• **Objetivo**:
Prolonga la reseña sobre el poemario «La luz del fin de la tierra» a partir de la última oración que aparece en la página.

• **Página**:
◆ ◆ ◆
(Reflexiones sobre el Libro de
Carmen Hernández Montalbán “ LA LUZ DEL FIN DE LA TIERRA”
Editorial Nazarí, 2015)
Si nos adentramos en este
libro sin prejuicios, con la mirada abierta – sólo con el condicionamiento de
que una poeta amiga te pida que presentes su libro en la ciudad que vives. Sólo
con esa responsabilidad, que ya en sí es bastante. Porque la amistad es
verdadera. Yo me sumerjo en éste, desde el corazón del amigo, del colega, de la
compañera que admira.
Y así, adentrándome sin
prejuicios, puedo decir que este es un libro lleno de luz desde sus primeras
páginas. Que clara y traslucida es la poesía de Carmen Hernández; sin dobleces, clara
y sencilla como es la mirada del niño y la mirada del sabio.
La propia oscuridad, que da
título a una de las tres partes en que está dividido el libro, está suavizada o
esclarecida por el recuerdo.
Oscuridad, que es hablar de
soledad, de la pérdida de seres queridos, los muertos que no tienen la
capacidad de defenderse.
Dice la poeta ( …) Pero la
memoria nunca olvida,/ y como una lluvia primaveral,/ nos devuelve los humores
de su desdicha.
Hablo del poema “Hojarasca” con el que inicia el
poemario. Y digo poemario, porque “La luz
del fin de la tierra” no es un entresijo de poemas sin nexo entre sí, sino que
forman una unidad en torno a la Luz, al significado de esa metáfora.
Los títulos de los poemas son
una secuencia de hechos, verdaderas preocupaciones de la autora; y la
concepción que tiene del mundo. Desde la del nacimiento o creación, hasta llegar
al exilio de sus moradores (el último poema de esta primera parte). Pasando por
estadios como el pecado original, insomnio, la contienda que proclama la
destrucción y el nacimiento de sentimientos destructivos como la codicia.
Es éste un libro intimista.
Carmen habla de sí misma, alternando términos coloquiales “saco sin fondo” con
metáforas pulidas como escarabajo de un páramo sin ternura.
Su
visión existencial del mundo se
refleja en el poema “marea negra”, que recuerda al más puro estilo rosaliano el
poema “negra sombra”.
◆ ◆ ◆
(Extractos del conjunto de datos de etiquetado de puntos)
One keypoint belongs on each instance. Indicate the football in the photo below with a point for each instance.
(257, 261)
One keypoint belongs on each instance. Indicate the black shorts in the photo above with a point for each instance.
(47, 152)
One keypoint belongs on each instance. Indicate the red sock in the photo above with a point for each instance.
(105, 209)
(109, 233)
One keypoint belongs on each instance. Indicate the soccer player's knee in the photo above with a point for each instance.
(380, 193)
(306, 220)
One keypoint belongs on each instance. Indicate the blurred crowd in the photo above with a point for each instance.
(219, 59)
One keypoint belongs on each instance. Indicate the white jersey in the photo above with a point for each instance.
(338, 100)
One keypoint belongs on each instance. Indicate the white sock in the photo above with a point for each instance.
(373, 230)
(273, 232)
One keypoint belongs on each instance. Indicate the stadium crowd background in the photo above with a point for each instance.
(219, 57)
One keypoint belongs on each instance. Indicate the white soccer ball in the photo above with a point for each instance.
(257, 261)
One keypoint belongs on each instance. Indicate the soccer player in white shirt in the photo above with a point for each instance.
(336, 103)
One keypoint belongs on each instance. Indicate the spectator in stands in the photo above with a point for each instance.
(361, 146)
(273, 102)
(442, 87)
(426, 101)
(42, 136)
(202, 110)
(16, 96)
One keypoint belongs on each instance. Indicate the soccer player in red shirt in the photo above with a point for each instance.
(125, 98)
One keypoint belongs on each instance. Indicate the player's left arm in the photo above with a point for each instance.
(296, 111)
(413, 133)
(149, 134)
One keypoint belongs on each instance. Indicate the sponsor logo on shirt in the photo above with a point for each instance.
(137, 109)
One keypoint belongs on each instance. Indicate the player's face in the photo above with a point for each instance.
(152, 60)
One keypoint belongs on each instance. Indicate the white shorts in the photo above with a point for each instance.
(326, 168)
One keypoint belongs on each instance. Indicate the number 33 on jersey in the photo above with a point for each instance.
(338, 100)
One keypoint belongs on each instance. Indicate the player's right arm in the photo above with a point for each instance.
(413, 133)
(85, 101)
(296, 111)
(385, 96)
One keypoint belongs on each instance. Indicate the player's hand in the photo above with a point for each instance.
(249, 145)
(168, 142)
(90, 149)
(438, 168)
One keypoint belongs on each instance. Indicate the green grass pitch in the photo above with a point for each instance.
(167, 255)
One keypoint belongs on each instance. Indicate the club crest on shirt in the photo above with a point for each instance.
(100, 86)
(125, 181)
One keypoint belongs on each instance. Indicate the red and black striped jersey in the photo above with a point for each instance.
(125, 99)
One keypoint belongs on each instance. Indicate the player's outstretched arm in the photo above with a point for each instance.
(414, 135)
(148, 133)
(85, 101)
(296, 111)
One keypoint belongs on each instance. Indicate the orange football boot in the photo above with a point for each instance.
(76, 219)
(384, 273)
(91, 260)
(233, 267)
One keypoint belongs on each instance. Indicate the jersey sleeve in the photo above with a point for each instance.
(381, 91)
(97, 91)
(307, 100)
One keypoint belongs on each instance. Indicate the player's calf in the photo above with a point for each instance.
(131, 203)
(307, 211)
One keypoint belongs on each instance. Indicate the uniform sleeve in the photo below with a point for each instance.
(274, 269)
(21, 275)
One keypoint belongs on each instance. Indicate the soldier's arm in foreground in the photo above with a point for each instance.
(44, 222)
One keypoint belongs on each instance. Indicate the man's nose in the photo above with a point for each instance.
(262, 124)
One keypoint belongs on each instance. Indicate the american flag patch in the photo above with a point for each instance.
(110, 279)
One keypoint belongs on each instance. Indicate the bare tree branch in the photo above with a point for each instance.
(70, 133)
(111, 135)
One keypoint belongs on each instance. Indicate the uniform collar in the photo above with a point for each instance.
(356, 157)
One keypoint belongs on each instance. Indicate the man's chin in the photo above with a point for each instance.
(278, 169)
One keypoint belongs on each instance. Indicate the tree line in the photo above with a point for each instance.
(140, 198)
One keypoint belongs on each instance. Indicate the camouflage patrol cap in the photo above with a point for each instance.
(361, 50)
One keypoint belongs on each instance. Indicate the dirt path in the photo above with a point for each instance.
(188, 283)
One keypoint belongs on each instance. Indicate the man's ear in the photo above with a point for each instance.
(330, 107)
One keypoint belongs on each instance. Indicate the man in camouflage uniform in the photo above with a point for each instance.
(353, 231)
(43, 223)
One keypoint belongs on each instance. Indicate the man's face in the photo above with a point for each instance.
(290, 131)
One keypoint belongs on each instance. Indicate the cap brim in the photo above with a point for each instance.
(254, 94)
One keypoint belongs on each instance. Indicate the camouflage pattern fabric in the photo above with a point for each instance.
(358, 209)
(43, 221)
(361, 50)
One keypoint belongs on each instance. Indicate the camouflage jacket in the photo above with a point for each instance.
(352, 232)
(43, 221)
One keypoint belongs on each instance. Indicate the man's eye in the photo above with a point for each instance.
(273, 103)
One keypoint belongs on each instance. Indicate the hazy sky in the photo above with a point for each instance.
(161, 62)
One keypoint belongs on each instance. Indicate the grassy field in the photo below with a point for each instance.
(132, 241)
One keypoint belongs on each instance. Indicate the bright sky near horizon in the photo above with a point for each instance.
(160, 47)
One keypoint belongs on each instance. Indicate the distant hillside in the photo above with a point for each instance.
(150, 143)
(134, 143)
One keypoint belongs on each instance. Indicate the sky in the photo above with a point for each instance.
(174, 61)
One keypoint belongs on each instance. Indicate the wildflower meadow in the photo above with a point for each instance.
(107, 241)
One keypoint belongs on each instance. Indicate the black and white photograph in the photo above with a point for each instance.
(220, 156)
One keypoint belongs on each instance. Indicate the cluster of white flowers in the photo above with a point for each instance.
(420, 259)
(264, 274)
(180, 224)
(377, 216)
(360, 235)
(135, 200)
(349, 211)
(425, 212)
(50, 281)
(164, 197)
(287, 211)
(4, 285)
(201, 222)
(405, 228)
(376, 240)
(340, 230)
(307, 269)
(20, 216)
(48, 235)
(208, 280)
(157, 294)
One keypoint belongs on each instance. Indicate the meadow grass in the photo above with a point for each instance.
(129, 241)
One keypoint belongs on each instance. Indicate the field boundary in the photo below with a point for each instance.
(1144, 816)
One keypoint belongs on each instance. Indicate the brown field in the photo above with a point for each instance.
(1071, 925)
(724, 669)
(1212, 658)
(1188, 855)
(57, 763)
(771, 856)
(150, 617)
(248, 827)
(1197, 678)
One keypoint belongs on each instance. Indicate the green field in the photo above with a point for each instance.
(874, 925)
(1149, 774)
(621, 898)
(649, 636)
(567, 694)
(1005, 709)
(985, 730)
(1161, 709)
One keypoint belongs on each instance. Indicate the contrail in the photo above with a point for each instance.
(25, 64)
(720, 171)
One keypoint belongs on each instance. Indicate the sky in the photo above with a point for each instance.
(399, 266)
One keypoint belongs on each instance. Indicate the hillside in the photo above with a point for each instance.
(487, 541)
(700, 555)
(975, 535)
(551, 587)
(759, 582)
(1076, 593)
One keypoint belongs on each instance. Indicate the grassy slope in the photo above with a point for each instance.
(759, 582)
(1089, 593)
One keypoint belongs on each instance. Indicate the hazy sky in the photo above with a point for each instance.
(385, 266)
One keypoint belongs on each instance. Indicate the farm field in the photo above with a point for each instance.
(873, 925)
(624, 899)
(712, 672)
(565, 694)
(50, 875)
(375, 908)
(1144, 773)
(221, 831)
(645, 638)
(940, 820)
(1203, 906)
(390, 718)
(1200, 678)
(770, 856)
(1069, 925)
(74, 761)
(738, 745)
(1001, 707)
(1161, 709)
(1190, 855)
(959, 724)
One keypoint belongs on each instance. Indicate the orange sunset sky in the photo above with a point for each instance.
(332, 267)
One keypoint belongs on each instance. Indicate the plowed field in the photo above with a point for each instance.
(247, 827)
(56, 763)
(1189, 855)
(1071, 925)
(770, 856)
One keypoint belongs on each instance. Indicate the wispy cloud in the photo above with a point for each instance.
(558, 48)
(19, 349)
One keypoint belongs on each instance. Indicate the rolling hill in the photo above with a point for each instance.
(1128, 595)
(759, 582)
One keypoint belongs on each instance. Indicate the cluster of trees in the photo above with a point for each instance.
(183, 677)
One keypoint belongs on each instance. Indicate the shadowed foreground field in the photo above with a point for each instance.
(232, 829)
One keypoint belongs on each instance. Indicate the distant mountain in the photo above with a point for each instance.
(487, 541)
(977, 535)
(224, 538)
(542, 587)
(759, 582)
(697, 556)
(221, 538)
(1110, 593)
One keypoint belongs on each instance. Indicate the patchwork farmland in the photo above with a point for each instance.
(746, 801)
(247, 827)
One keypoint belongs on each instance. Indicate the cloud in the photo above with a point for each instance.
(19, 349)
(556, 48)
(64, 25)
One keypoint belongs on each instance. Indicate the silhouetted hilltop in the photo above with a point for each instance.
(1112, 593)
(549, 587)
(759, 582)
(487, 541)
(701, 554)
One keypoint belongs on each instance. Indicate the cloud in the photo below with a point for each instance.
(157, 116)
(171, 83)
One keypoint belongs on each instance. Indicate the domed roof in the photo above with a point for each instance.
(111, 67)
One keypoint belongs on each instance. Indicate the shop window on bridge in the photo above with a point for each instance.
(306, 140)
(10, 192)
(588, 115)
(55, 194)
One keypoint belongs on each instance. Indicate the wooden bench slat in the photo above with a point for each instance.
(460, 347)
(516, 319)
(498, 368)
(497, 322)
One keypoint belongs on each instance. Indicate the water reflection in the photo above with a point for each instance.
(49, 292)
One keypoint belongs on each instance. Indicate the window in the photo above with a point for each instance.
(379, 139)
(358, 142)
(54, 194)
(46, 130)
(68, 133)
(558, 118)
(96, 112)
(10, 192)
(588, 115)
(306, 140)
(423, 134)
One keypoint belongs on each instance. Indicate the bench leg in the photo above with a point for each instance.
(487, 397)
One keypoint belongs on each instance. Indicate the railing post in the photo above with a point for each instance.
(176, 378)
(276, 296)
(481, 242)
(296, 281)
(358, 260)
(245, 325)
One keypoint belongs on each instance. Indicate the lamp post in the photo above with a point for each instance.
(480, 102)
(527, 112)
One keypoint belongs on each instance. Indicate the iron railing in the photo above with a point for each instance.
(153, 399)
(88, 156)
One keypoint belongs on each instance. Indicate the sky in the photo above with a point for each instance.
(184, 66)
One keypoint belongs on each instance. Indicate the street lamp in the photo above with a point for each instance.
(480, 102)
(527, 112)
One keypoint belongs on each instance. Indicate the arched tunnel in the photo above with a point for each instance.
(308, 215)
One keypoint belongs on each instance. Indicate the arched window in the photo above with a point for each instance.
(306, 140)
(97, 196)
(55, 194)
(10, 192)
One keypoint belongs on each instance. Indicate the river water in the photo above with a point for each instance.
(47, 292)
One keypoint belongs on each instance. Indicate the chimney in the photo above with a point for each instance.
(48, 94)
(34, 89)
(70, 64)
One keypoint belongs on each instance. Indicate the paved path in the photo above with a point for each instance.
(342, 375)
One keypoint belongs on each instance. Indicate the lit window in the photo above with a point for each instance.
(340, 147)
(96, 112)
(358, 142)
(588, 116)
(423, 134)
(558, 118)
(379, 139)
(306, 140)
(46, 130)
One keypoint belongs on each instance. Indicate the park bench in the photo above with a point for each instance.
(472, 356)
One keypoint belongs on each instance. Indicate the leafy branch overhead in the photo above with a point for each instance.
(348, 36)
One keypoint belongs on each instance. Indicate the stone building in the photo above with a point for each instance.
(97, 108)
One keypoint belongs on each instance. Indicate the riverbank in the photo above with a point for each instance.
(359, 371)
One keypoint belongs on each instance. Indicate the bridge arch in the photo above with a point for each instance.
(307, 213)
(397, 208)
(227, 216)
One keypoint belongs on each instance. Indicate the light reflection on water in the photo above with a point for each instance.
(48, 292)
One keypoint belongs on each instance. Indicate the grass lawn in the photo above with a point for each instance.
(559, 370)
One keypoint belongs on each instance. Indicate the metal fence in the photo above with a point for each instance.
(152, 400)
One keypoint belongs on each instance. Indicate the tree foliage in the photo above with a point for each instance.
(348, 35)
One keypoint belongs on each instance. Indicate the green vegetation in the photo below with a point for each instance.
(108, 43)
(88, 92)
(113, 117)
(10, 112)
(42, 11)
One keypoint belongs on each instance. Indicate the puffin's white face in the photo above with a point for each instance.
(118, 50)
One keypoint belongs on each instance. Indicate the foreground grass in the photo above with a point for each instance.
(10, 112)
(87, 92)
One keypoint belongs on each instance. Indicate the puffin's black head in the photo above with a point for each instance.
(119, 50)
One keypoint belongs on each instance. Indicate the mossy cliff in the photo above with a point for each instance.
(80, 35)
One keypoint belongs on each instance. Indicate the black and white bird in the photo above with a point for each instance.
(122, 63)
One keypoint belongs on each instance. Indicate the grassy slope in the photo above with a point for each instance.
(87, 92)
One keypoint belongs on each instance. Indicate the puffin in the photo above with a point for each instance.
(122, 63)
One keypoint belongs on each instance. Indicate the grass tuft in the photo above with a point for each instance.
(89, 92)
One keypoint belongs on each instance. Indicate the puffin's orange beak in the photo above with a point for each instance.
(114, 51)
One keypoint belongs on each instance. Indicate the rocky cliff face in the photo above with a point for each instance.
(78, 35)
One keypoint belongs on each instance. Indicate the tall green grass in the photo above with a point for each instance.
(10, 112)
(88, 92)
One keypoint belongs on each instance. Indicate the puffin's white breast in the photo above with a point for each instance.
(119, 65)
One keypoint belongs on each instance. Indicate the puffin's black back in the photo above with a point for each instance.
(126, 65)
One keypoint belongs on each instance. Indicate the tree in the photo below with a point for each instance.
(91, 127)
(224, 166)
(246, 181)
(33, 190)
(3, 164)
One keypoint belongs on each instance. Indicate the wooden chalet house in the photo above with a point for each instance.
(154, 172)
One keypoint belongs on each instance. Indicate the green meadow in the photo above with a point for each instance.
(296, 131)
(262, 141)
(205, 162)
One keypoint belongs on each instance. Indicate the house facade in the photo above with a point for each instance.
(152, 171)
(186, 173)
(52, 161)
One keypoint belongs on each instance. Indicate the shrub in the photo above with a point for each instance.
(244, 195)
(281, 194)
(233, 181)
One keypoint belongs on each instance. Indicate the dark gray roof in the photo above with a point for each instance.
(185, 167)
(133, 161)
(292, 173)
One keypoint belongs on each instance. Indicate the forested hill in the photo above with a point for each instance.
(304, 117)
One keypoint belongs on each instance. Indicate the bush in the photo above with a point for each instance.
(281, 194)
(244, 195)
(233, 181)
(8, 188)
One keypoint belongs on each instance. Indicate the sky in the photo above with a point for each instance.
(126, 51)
◆ ◆ ◆
• **Respuesta del ejercicio**:
En Plegaria, y también en
otros poemas, se observa un canto en contra de la guerra. Y reconoce a los
verdaderos culpables, y el verso se vuelve un lamento: como hemos llegado a
esto, ellos juegan con nosotros a los naipes, tan sólo son unos cuantos,
pero deciden por todos.
Es constante la denuncia de
situaciones injustas. La lata del mendigo aborda un tema que le produce rabia: la lata está fraguada con el metal infame de
la injusticia, vidas desahuciadas.
El paso del tiempo es otra
constante en el libro, metáfora de la salvación: tiempos vendrán en que la justicia y su reductora belleza brillará con
un fulgor. Y aludiendo a “ellos”, los verdaderos culpables: brillará con
un fulgor que los ciegue sin remedio.
Termina con el poema Exilio.
Es sinónimo de esperanza y el mar vehículo de salvación: no me asusta el
bramido del mar, que he de cruzar sin brújula.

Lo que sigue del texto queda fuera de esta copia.